== Problems and tasks ==
A - Retype the document generation article's passage between "You can either" and "are laid out.", inclusive, keeping every character unchanged.
B - Render this sentence from the document generation article in Spanish: "HTML is a well understood format and skilled web designers can use CSS and other techniques to create complex yet intuitive reports."

== Source excerpt ==
-- start --

Apryse Announces Acquisition of AI-Powered Document Toolkit Provider LEAD Technologies
By Roger Dunham | 2023 Nov 02
This blog delves into automated document generation methods, particularly Apryse's tools and Fluent. Developers can utilize these methods to simplify document generation for end users, enabling them to effortlessly create professional documents. The blog also spotlights Apryse SDK DocGen for report generation and introduces Fluent for crafting intricate documents. The blog concludes with insights on the methods' suitability for various use cases, shedding light on the world of automated document generation with Apryse.
There are dozens of tools available for the automated generation of documents and reports. These range from "high-code" direct generation of documents, through simple text substitution or using templates, to complex systems such as the "low-code" Fluent (which brings together the best parts of the process from both the Windward Studios and iText DITO solutions).
In this document, though, we will look at the various ways of generating documents, either as PDF or DOCX, using only tools from the Apryse family. We will also see how each option has its place, and its own benefits.
We will look at
At its simplest PDF is a document that contains content and layout information.
It is technically possible to manually create a PDF using a simple text and hex editor if you really want to, but that will get very tricky, very quickly, once you need compression, or anything beyond the trivial.
Figure 1 - Part of a PDF showing the complex inner structure.
You can either look at the documentation here, or you can try this out for yourself using the DocumentCreationTest sample code which is one of the many samples that ship with the SDK.DocumentCreationTest takes you through the steps of creating a PDF entirely within code, and allows you to tightly specify exactly how things are laid out.
Figure 2 - A small part of the code needed to create a PDF.
Figure 3 - The generated document.
For most users, the amount of work needed to develop, and maintain, the code for directly creating documents in this way would not be viable. If, however, you require very simple documents, and you have the skills to implement it, then this might be an option.
Many software products offer the ability to create reports in HTML format, straight out of the box. These reports can look great and potentially may be responsive, allowing them to be used on mobile devices as well as on a computer monitor.
HTML is a well understood format and skilled web designers can use CSS and other techniques to create complex yet intuitive reports. Furthermore, extending existing code to add a new reporting mechanism that generates HTML is a hugely simpler prospect, supported by many libraries to speed the process, than implementing the same reports directly in PDF.
Figure 4 - A simple HTML based report.
In fact, HTML based reports are limited only by your imagination.
What is more, if your interest is primarily text, then you can even just use an XSLT transform to take XML based data and convert it into HTML.
However, while an HTML based report may be aesthetically pleasing, if the intention is that it should look the same to everyone then it is not ideal. The great strength of HTML - that it can reflow and be responsive - is also a weakness. What looks good on one device, may not look good on a device with a different screen size.
Thankfully, converting from the plasticity of HTML to the consistency of PDF is easy, and is covered by two alternatives from the Apryse stable. Furthermore, the generated document can, if required, be PDF/A compliant meaning that it will still be readable in years to come, and also PDF/UA compliant with accessibility regulations across the globe such as ADA, EAA, AODA and so on.
As mentioned earlier, the Apryse SDK ships with samples. One of these demonstrates the conversion of HTML into PDF. This sample requires an additional module - HTML2PDF -to be downloaded. There are versions available for Linux, macOS and Windows.

-- end --

== Given entries ==
-- start --

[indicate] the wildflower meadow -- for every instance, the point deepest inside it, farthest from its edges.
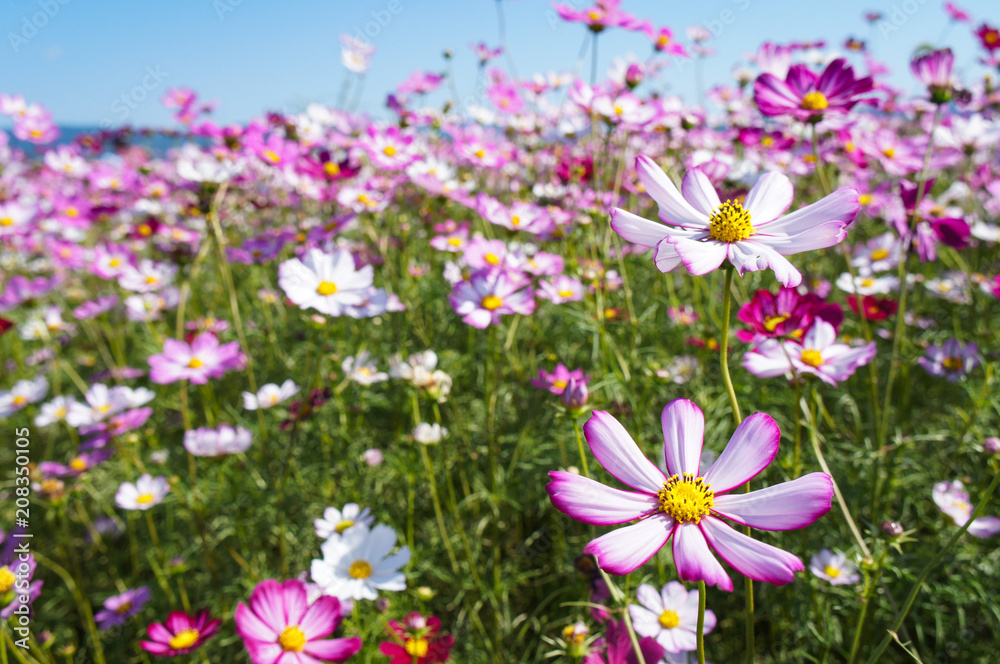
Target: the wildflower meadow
(577, 370)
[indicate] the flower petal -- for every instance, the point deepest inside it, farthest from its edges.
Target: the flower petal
(627, 549)
(750, 557)
(752, 447)
(592, 502)
(784, 506)
(617, 452)
(769, 197)
(683, 436)
(695, 561)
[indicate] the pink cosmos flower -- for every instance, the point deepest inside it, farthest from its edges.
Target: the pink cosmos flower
(204, 358)
(688, 506)
(702, 232)
(180, 634)
(819, 354)
(491, 293)
(280, 626)
(806, 95)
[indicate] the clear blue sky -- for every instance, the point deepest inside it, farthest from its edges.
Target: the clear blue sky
(267, 54)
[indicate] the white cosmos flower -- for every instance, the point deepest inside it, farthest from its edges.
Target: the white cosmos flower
(702, 232)
(144, 494)
(269, 395)
(359, 563)
(327, 283)
(335, 522)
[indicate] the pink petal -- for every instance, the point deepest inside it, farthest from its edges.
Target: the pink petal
(617, 452)
(695, 561)
(626, 549)
(683, 436)
(752, 447)
(699, 257)
(697, 189)
(750, 557)
(592, 502)
(784, 506)
(334, 650)
(769, 197)
(673, 208)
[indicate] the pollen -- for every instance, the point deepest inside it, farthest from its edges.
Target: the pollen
(686, 498)
(669, 619)
(360, 569)
(185, 639)
(812, 357)
(292, 639)
(326, 288)
(730, 223)
(491, 303)
(417, 647)
(815, 101)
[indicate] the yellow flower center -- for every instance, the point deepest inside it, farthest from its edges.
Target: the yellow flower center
(326, 288)
(686, 498)
(292, 639)
(185, 639)
(815, 101)
(812, 357)
(771, 322)
(669, 619)
(7, 579)
(417, 647)
(952, 363)
(360, 569)
(491, 302)
(730, 223)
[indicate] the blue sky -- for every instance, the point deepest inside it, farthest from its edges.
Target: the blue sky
(256, 55)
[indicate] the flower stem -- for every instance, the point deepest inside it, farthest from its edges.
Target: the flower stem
(701, 622)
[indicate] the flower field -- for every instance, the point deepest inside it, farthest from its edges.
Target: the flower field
(576, 372)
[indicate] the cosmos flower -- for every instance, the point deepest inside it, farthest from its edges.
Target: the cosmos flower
(119, 608)
(359, 563)
(670, 616)
(953, 500)
(325, 282)
(270, 395)
(834, 567)
(702, 232)
(808, 96)
(335, 522)
(144, 494)
(417, 640)
(952, 359)
(180, 634)
(280, 626)
(688, 507)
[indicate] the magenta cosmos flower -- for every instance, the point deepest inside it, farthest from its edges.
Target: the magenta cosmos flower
(281, 627)
(204, 358)
(180, 634)
(702, 232)
(807, 95)
(687, 505)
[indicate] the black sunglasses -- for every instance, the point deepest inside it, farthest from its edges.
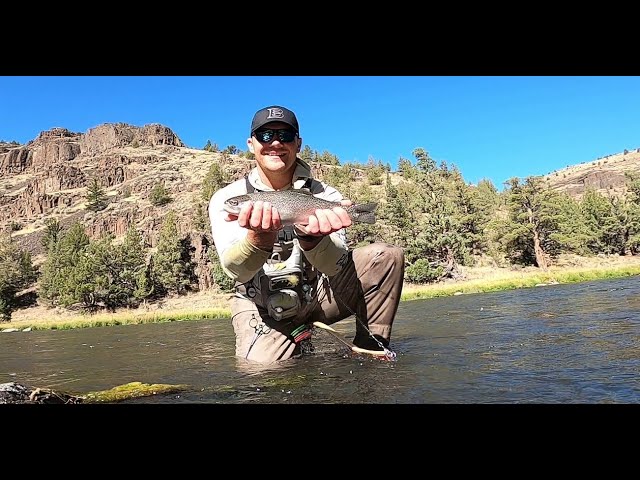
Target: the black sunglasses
(266, 136)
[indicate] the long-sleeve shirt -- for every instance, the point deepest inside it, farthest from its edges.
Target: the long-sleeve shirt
(240, 259)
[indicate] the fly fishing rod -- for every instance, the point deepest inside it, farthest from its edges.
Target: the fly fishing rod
(335, 334)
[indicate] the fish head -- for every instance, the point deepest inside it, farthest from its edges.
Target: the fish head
(234, 204)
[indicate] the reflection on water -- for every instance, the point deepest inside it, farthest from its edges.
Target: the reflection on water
(556, 344)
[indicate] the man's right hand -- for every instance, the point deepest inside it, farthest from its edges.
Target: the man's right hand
(262, 220)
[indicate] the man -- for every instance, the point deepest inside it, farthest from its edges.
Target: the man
(289, 278)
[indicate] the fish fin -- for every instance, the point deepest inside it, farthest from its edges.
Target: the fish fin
(364, 213)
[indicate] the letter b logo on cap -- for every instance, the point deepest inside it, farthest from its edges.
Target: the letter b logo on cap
(274, 113)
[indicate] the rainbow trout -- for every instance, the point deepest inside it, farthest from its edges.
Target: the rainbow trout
(295, 205)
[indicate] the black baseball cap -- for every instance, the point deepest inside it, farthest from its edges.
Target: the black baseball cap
(274, 113)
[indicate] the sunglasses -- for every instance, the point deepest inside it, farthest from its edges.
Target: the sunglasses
(266, 136)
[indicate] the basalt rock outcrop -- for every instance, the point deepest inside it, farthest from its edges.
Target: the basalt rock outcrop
(49, 178)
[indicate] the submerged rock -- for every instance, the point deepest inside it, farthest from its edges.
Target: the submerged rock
(17, 393)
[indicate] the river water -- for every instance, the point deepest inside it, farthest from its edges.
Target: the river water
(575, 343)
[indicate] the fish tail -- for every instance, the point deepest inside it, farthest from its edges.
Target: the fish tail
(364, 213)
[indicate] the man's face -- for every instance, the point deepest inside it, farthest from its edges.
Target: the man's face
(275, 146)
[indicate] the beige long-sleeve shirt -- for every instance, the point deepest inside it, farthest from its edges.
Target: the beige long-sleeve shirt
(240, 259)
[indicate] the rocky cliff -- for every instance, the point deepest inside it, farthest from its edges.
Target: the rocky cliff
(48, 178)
(607, 175)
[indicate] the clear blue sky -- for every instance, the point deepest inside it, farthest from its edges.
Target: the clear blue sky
(489, 127)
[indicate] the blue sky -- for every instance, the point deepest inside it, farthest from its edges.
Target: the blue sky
(490, 127)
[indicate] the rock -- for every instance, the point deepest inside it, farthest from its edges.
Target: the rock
(17, 393)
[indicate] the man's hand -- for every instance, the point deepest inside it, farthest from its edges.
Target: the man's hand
(326, 221)
(263, 222)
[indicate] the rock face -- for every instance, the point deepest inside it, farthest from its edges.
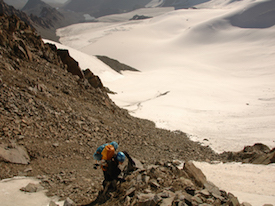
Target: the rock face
(14, 154)
(166, 184)
(72, 65)
(256, 154)
(60, 119)
(55, 121)
(116, 65)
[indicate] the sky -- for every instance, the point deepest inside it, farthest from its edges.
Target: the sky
(208, 72)
(219, 77)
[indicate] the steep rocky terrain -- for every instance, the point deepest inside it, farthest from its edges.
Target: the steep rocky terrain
(44, 18)
(60, 119)
(53, 116)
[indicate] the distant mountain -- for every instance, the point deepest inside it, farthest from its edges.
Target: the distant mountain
(50, 18)
(98, 8)
(19, 4)
(38, 8)
(10, 10)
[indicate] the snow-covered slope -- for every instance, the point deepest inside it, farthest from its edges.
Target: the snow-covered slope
(217, 67)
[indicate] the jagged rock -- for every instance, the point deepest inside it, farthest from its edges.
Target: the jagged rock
(52, 203)
(233, 201)
(69, 202)
(73, 66)
(213, 189)
(15, 154)
(246, 204)
(31, 188)
(116, 65)
(256, 154)
(93, 79)
(148, 199)
(194, 173)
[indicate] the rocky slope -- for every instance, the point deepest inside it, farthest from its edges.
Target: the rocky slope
(53, 116)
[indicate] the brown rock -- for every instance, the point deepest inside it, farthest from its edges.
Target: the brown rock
(73, 66)
(16, 154)
(194, 173)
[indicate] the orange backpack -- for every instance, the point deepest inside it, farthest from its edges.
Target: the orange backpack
(108, 152)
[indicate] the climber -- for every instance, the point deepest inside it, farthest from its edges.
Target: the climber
(109, 162)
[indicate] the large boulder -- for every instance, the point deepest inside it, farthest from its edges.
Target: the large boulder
(195, 173)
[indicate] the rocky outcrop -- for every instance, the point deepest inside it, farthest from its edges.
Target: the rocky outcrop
(140, 17)
(60, 119)
(116, 65)
(167, 184)
(93, 79)
(256, 154)
(72, 65)
(14, 154)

-- end --

== The answers ==
A -
You can either look at the documentation here, or you can try this out for yourself using the DocumentCreationTest sample code which is one of the many samples that ship with the SDK.DocumentCreationTest takes you through the steps of creating a PDF entirely within code, and allows you to tightly specify exactly how things are laid out.

B - HTML es un formato bien conocido y los diseñadores web expertos pueden usar CSS y otras técnicas para crear informes complejos pero intuitivos.